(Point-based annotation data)
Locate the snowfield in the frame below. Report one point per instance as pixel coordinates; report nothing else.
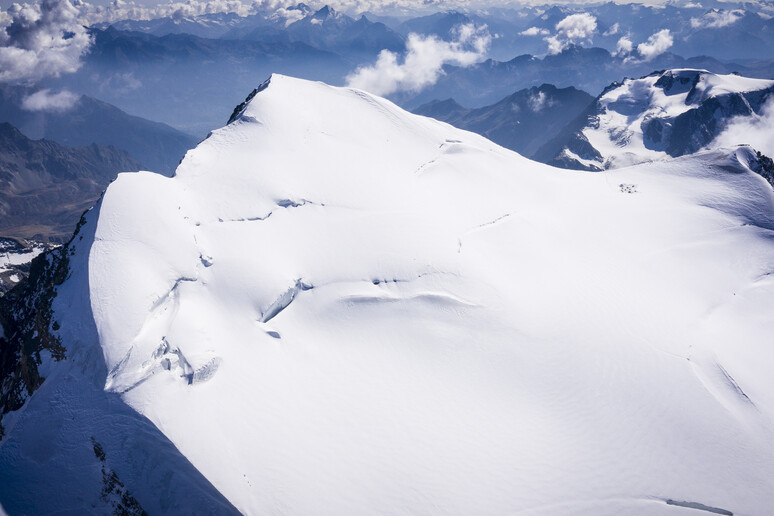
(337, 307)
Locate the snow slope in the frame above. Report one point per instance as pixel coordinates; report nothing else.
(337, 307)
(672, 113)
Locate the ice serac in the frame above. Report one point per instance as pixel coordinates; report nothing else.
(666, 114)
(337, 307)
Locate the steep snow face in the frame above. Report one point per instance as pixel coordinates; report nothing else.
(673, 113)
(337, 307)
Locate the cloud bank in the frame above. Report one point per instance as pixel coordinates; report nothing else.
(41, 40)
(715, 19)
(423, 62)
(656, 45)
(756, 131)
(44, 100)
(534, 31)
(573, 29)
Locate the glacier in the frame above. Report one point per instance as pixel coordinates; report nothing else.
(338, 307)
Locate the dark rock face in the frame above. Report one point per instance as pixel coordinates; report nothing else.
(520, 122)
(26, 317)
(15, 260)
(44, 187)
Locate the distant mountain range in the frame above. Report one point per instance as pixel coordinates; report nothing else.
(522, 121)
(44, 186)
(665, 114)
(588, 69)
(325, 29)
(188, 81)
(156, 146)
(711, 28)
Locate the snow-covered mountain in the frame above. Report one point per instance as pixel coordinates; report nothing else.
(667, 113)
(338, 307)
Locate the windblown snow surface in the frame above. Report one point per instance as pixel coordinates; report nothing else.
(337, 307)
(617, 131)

* * *

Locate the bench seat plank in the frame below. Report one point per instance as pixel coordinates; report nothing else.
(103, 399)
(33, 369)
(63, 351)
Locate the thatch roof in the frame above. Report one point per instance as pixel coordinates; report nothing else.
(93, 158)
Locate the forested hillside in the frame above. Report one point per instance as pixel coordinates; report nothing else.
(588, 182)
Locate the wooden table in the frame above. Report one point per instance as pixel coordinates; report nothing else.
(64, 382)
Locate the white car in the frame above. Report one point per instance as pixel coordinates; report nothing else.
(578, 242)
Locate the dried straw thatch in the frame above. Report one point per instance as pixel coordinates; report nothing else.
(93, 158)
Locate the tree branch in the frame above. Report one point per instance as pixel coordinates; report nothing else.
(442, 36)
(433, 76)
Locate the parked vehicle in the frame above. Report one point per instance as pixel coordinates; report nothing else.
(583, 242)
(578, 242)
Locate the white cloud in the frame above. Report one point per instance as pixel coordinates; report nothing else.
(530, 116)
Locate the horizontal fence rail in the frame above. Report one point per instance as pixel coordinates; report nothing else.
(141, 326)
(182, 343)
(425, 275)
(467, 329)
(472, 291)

Exercise requirements: Collect each line of the entries above that contains the string "mountain" and reproduce every such line in full.

Full answer:
Locate the distant mountain range in the frame above. Report one point per instance as pixel coordinates; report nothing else.
Locate the snow-covered mountain in the frame above. Report one point per instance as pixel coordinates; report nothing else.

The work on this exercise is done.